[Passage provided]
----

Actually, I was surprised by this output. I suspected a call to generate an unique SCN for this change. However, the calls/functions which are visible are:
– kcscur3: a function to read a SCN (the global SCN, but is also used to read other SCNs, like the LWN SCN and the on-disk SCN).
– kcsgrsn: kernel cache service get recent SCN, for reading the global SCN.
– kcsgcsn: kernel cache service get current SCN, for reading the global SCN.
– kcsgssn: kernel cache service get snapshot SCN, for reading the global SCN.
All of these functions do READ a SCN value, but do not modify it. In order to update a SCN, the function kcsgbsn (kernel cache service get batched SCN) should be called. There is a memory write shown (row 1-5), but that really is a read, it is an anomaly of watchpoints with memory changed by other processes.

So, conclusion at this point is that DML (in this case an insert statement) just reads the global SCN, and does not seem to update it.

This got me thinking: if an insert statement just reads the global SCN, instead of generating an unique SCN, it should be possible that the changes (redo vectors actually) of DML executed simultaneously in different sessions on different segments share the same SCN? It sounds counter intuitive to what I have been taught about Oracle.

This can be tested in the following way:
1 – Have two foreground sessions in a different schema execute an insert statement at exactly the same time. This can be done in iTerm2 using the ‘broadcast input’ option, which allows input to be executed in multiple panes at the same time. The command executed in both pane’s is ‘insert into t values (‘a’);’.

----

[Directions]
**a)** Translate this sentence from the passage on reading Oracle SCNs into Spanish: "All of these functions do READ a SCN value, but do not modify it."
**b)** In the rows, reproduce the part that opens with the line containing "the man's right" and closes with the line containing "column 95, row 336", both of those lines included.
The passage and the rows have nothing to do with each other.

(Rows from an object pointing dataset)
----

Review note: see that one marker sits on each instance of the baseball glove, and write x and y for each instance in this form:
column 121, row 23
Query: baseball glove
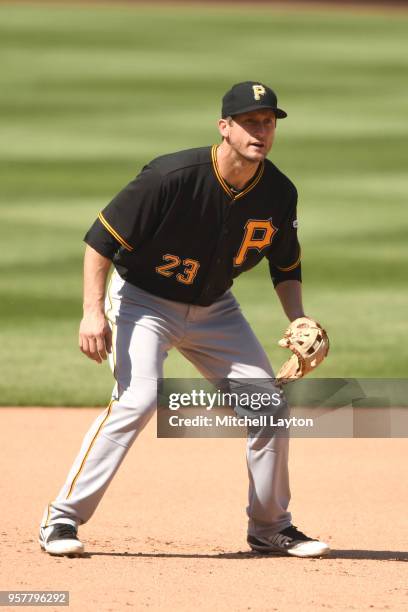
column 309, row 344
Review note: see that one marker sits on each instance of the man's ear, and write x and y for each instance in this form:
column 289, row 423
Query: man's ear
column 223, row 127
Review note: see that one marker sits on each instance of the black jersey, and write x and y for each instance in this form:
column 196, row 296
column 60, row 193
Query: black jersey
column 179, row 231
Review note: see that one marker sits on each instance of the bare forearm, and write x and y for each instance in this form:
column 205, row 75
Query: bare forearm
column 96, row 268
column 290, row 296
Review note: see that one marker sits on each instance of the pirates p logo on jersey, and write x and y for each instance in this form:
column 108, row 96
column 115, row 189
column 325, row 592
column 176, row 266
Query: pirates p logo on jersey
column 259, row 90
column 258, row 235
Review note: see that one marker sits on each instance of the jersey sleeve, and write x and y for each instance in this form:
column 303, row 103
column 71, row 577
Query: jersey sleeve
column 285, row 257
column 130, row 217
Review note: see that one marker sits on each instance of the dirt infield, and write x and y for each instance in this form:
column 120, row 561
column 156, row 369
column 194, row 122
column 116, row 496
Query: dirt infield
column 170, row 532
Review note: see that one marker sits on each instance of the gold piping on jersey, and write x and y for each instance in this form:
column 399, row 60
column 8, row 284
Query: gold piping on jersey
column 293, row 266
column 114, row 233
column 232, row 195
column 89, row 450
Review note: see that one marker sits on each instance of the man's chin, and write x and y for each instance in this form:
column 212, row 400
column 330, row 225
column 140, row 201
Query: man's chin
column 255, row 156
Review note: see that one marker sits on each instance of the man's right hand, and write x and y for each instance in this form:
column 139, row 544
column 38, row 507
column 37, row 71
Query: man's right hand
column 95, row 336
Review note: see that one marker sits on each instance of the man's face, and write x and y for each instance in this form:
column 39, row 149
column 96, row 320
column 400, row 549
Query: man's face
column 250, row 134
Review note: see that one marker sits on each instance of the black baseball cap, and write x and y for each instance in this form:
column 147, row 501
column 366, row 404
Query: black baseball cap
column 248, row 96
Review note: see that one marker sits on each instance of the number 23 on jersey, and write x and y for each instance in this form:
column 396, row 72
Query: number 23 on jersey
column 188, row 268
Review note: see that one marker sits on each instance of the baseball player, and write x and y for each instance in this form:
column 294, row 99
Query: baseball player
column 177, row 236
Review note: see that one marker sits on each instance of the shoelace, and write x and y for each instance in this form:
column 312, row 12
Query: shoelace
column 64, row 531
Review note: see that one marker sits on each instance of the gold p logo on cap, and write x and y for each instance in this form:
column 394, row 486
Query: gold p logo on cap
column 259, row 90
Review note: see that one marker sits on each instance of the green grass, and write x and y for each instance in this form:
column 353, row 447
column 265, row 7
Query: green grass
column 88, row 95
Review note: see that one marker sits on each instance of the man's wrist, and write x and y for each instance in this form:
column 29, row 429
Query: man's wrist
column 94, row 308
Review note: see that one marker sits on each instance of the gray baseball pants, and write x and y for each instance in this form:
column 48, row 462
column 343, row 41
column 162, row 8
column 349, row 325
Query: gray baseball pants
column 218, row 340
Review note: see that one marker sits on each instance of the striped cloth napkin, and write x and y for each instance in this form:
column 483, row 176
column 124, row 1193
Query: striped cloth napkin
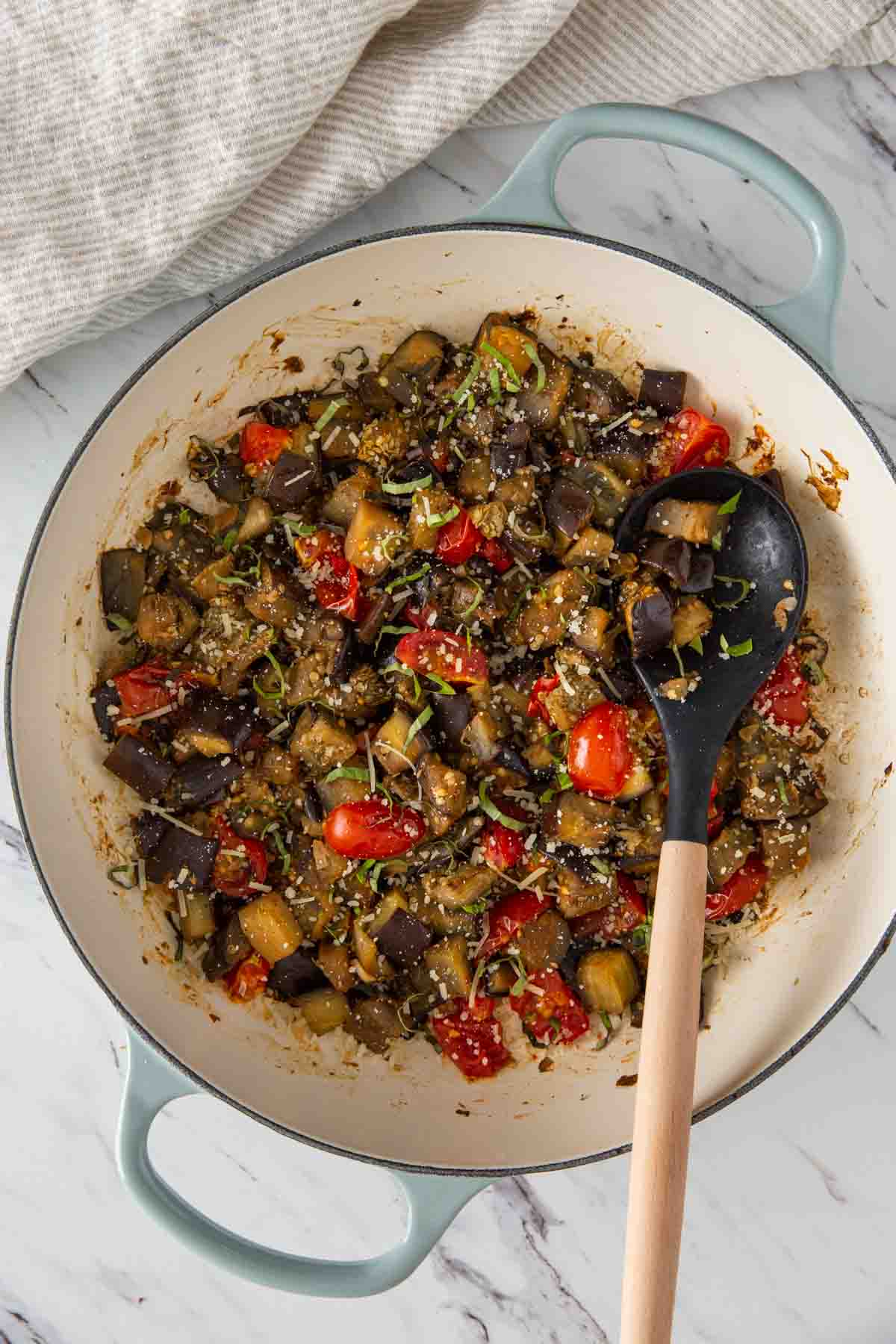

----

[Worked answers]
**a)** Todas estas funciones LEEN un valor de SCN, pero no lo modifican.

**b)**
Review note: see that one marker sits on each instance of the man's right hand, and write x and y for each instance in this form:
column 139, row 544
column 38, row 507
column 37, row 71
Query: man's right hand
column 95, row 336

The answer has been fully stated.